Count the lines of the records below that contain the word "flower". Reply with the number alone.

Extracted entries =
┄┄┄┄┄┄

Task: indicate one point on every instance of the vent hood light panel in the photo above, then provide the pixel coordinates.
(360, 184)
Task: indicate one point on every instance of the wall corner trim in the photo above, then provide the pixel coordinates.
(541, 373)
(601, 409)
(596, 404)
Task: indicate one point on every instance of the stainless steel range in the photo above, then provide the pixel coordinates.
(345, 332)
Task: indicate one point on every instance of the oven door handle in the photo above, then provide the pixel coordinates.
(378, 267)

┄┄┄┄┄┄

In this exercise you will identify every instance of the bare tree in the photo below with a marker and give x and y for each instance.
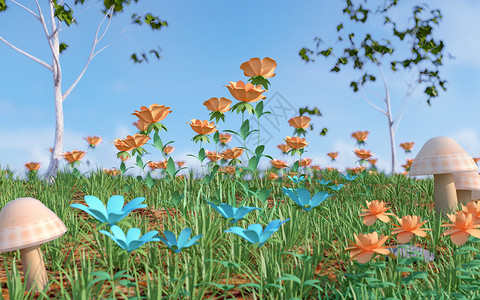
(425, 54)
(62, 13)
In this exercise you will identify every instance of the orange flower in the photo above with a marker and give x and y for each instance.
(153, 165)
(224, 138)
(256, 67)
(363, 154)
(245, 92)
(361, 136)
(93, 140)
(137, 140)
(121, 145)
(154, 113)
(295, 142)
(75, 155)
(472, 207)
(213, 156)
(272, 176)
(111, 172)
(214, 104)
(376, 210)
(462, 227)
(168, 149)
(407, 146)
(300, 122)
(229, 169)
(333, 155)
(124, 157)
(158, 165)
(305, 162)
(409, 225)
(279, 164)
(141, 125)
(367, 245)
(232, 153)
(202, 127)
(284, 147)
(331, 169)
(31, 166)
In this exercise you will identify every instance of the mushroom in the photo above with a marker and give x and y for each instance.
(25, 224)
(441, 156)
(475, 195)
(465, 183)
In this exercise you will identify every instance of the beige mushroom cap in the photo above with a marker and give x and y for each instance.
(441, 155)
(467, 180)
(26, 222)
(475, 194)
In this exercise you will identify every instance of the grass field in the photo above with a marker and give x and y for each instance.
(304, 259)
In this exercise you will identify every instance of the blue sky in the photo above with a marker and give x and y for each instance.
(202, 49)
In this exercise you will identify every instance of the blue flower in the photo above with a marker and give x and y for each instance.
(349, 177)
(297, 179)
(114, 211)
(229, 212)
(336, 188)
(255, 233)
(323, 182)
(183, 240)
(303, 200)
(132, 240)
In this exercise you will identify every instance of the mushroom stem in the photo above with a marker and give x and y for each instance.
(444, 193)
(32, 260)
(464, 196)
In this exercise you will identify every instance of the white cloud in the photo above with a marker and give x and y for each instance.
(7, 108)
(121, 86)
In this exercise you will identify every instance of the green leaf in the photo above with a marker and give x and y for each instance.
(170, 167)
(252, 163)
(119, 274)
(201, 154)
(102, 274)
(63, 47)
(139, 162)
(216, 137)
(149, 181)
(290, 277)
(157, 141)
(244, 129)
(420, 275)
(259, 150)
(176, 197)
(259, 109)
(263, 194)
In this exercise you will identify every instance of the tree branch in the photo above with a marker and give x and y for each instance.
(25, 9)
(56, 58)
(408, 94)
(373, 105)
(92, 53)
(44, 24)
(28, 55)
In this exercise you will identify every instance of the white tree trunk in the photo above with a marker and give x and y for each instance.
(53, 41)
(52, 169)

┄┄┄┄┄┄

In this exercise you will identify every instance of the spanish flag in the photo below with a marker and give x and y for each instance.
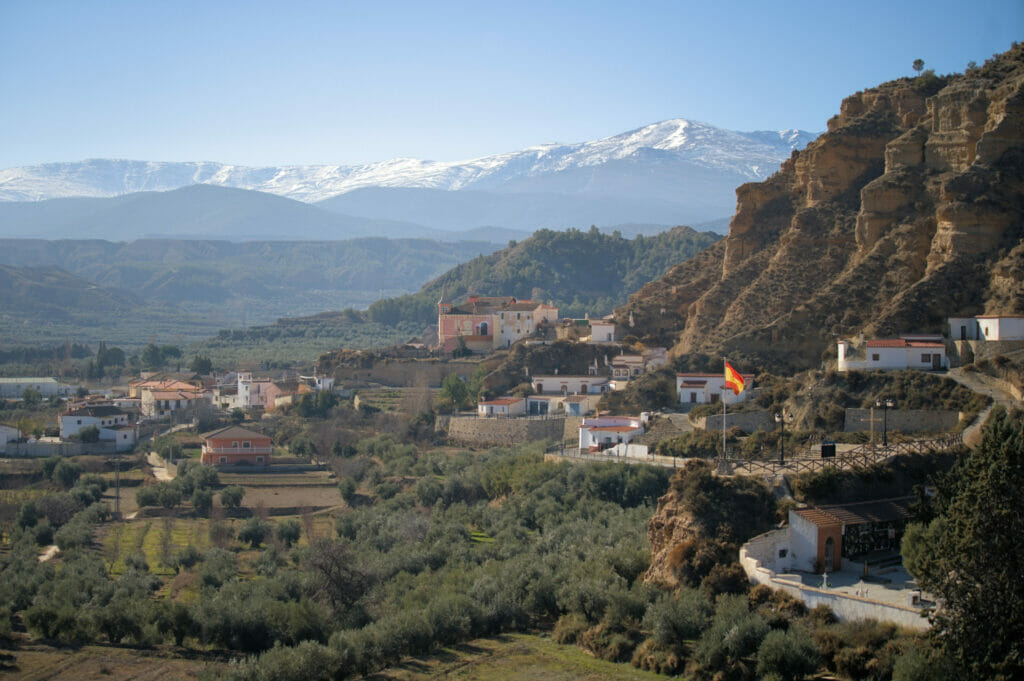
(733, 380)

┄┄┄┄┄┄

Expected answer =
2